### [EXERCISE DETAILS]
Reproduce the passage of the NASA satellites article between "NASA’s New Fleet" and "year would help fund the accelerated program.", inclusive.

### [EXCERPTED TEXT]
NASA’s New Fleet of Satellites Offers Insight into Wild Cards of Climate Change
The administration’s proposed 15% bump for NASA’s earth science budget for next year would help fund the accelerated program.
By Paul Voosen
NASA is about to announce its next generation of Earth-observing satellites. As soon as this month, it will lay out preliminary plans for a multibillion-dollar set of missions that will launch later this decade. This “Earth system observatory,” as NASA calls it, will offer insights into two long-standing wild cards of climate change—clouds and aerosols—while providing new details about the temperatures and chemistry of the planet’s changing surface. The satellite fleets also mark a revival for NASA’s earth science, which has languished over the past decade compared with exploration of Mars and other planets.
Although officials have been planning the missions for several years, the Biden administration is accelerating them as part of its focus on addressing climate change. “Earth system science is poised to make an enormous difference in our ability to mitigate, adapt to, and plan for changes we’re seeing,” says Karen St. Germain, director of NASA’s earth science division. “The pace we’re going to have to do that is much higher in the decade in front of us than the decade behind us.”
Agency spokespeople declined to provide details about the missions because they have not yet been formally approved. But at a workshop last month, Charles Webb, an associate director for flight programs at NASA, said four missions would go ahead, launching as soon as 2028—an acceleration of plans under the Trump administration, when only two missions were scheduled to begin development. “It became pretty clear the greatest science return is having all of these in operation close to each other,” Webb said. The missions lack official names, but go by the shorthand of ACCP (Aerosol, Cloud, Convection, and Precipitation), which covers two missions; Surface Biology and Geology (SBG), and Mass Change , which would measure tiny variations in gravity indicating changes in ice and water.
The administration’s proposed 15% bump for NASA’s earth science budget for next year, to $2.3 billion, would help fund the accelerated program. The increase would also be welcome news for NASA’s earth science researchers after 2 decades operating under administrations leery of climate. Jeremy Werdell of NASA’s Goddard Space Flight Center recalls multiple attempts by the Trump administration to kill Pace, a $900 million ocean-monitoring satellite for which he is principal investigator. “You’d see the chart with all the upcoming missions, and you’d see yours isn’t there.” (The mission survived and is due to launch in 2023.) However, even President Joe Biden’s proposed investment would leave NASA’s inflation-adjusted spending on earth science below the levels 20 years ago, says Waleed Abdalati, director of the Cooperative Institute for Research in Environmental Sciences at the University of Colorado, Boulder, and former NASA chief scientist. “We’re well behind where we were.”

### [SOURCE INFORMATION]
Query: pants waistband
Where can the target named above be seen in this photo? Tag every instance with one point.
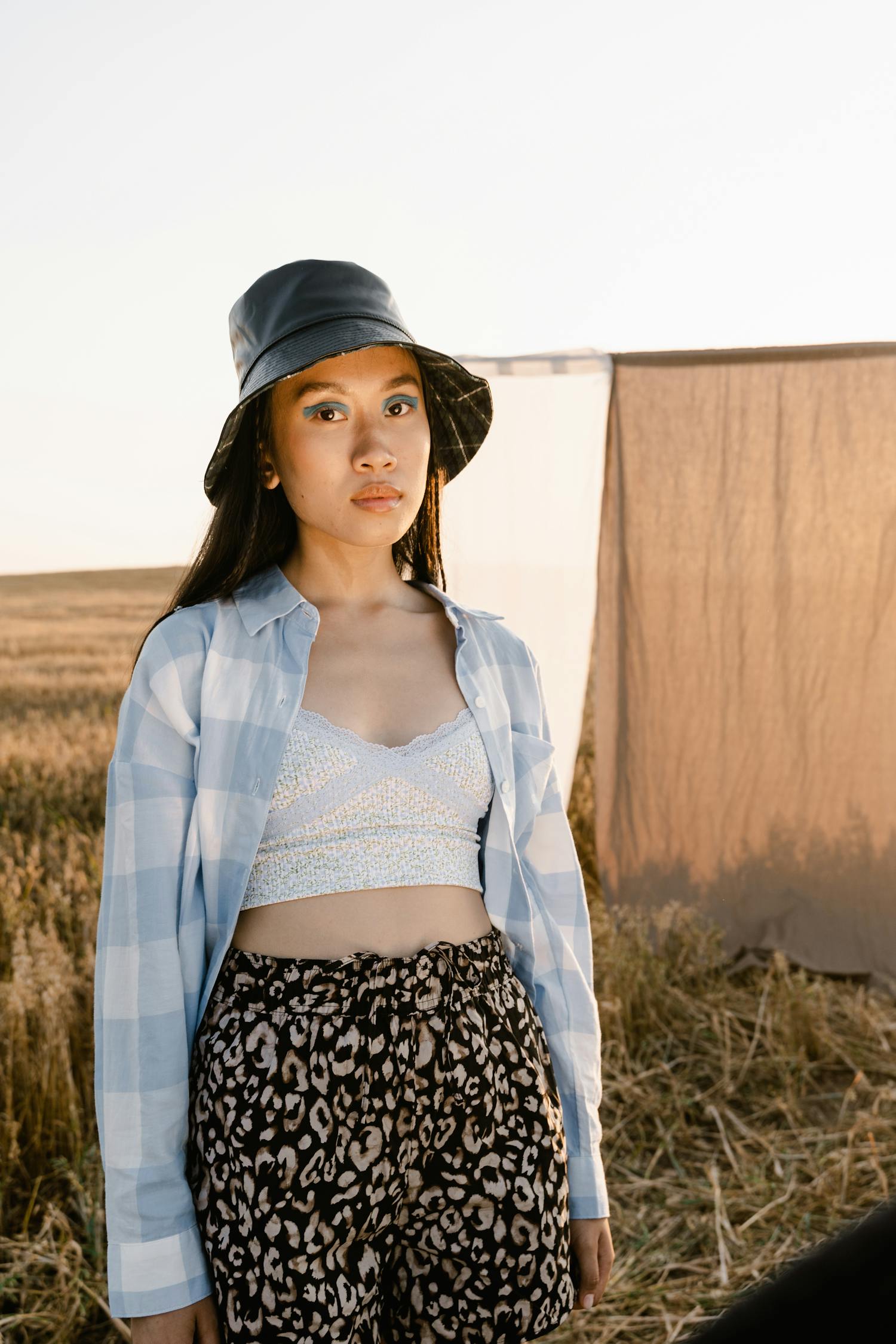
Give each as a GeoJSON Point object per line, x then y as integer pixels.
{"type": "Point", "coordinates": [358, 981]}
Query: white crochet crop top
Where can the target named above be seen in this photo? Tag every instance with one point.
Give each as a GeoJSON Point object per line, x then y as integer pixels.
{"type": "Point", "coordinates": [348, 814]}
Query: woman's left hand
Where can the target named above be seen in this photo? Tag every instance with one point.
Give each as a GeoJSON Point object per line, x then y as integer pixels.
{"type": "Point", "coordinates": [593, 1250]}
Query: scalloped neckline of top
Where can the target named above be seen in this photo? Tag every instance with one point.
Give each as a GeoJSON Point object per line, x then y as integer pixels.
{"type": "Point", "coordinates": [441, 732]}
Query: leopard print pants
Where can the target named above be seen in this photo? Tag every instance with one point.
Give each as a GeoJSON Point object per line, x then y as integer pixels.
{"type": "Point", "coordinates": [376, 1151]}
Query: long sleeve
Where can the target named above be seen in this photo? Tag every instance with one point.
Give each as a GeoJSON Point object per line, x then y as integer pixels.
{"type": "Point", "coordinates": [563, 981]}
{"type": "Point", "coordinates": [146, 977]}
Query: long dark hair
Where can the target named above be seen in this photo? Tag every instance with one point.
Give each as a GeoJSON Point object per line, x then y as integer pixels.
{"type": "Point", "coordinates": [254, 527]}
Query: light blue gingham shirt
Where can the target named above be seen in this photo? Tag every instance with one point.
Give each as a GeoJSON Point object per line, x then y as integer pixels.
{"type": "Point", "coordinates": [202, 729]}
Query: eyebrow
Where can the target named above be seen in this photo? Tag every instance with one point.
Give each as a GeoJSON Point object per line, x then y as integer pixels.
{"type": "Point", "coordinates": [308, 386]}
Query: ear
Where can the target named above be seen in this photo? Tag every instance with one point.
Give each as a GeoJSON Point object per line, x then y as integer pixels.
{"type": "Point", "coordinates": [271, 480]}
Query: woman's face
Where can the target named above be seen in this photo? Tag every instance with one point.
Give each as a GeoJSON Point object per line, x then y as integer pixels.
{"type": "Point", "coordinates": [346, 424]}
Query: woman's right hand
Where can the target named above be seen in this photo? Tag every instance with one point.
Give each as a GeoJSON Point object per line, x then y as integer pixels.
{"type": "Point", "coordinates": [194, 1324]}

### [RESPONSE AREA]
NASA’s New Fleet of Satellites Offers Insight into Wild Cards of Climate Change
The administration’s proposed 15% bump for NASA’s earth science budget for next year would help fund the accelerated program.